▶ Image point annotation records
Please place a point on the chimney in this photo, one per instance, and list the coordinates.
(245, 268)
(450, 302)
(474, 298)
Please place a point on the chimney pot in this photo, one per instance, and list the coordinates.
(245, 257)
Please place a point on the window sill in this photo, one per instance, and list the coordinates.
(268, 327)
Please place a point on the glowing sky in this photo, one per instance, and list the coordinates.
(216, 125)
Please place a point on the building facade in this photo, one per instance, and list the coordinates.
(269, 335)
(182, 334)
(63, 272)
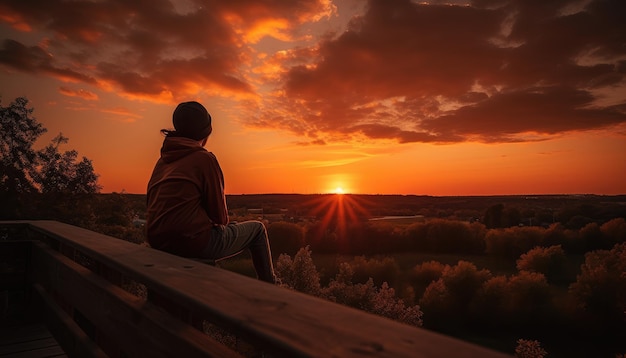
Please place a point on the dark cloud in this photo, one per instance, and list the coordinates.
(35, 59)
(491, 71)
(146, 48)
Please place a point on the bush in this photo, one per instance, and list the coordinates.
(300, 273)
(285, 238)
(446, 301)
(600, 289)
(514, 241)
(529, 349)
(529, 300)
(380, 270)
(614, 231)
(424, 274)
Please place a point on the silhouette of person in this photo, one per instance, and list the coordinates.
(187, 213)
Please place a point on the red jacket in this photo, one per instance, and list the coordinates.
(185, 198)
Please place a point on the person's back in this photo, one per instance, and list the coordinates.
(185, 198)
(187, 213)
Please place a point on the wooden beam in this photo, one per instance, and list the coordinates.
(277, 320)
(135, 327)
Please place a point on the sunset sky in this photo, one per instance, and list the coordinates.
(482, 97)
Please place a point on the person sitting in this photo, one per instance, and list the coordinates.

▶ GIVEN INSTRUCTION
Convert every line of the records above into a Markdown table with a No. column for the row number and an Entry column for the line, skipping blank lines. Leave the pictures out of the table.

▶ SOLUTION FOR THIS EXERCISE
| No. | Entry |
|---|---|
| 1 | Please place a point on the chimney in this photo, one per instance, and list the coordinates. |
| 2 | (245, 268) |
| 3 | (450, 302) |
| 4 | (474, 298) |
| 5 | Please place a point on the chimney pot in this photo, one per instance, and list the coordinates. |
| 6 | (245, 257) |
| 7 | Please place a point on the window sill in this photo, one per instance, and list the coordinates. |
| 8 | (268, 327) |
| 9 | Please place a point on the glowing sky in this photo, one per instance, and list the coordinates. |
| 10 | (216, 125) |
| 11 | Please place a point on the building facade in this photo, one per instance, and list the coordinates. |
| 12 | (269, 335) |
| 13 | (182, 334) |
| 14 | (63, 272) |
| 15 | Please place a point on the dark cloud in this photo, one per instance, and list the coordinates. |
| 16 | (35, 59) |
| 17 | (491, 71) |
| 18 | (146, 48) |
| 19 | Please place a point on the bush in this photo, one per instance, and list the coordinates. |
| 20 | (300, 273) |
| 21 | (285, 238) |
| 22 | (446, 301) |
| 23 | (600, 289) |
| 24 | (514, 241) |
| 25 | (529, 349) |
| 26 | (529, 300) |
| 27 | (380, 270) |
| 28 | (614, 231) |
| 29 | (424, 274) |
| 30 | Please place a point on the silhouette of person in this photo, one per instance, and list the coordinates. |
| 31 | (187, 213) |
| 32 | Please place a point on the red jacket in this photo, one per instance, and list the coordinates. |
| 33 | (185, 198) |
| 34 | Please place a point on the person's back in this photo, one per instance, and list the coordinates. |
| 35 | (185, 198) |
| 36 | (187, 213) |
| 37 | Please place a point on the wooden beam in this photo, one per instance, and list the coordinates. |
| 38 | (277, 320) |
| 39 | (135, 327) |
| 40 | Please place a point on the sunset sky in this photo, one per instance, and list the coordinates. |
| 41 | (482, 97) |
| 42 | Please place a point on the person sitting in this photo, one per instance, and list the coordinates. |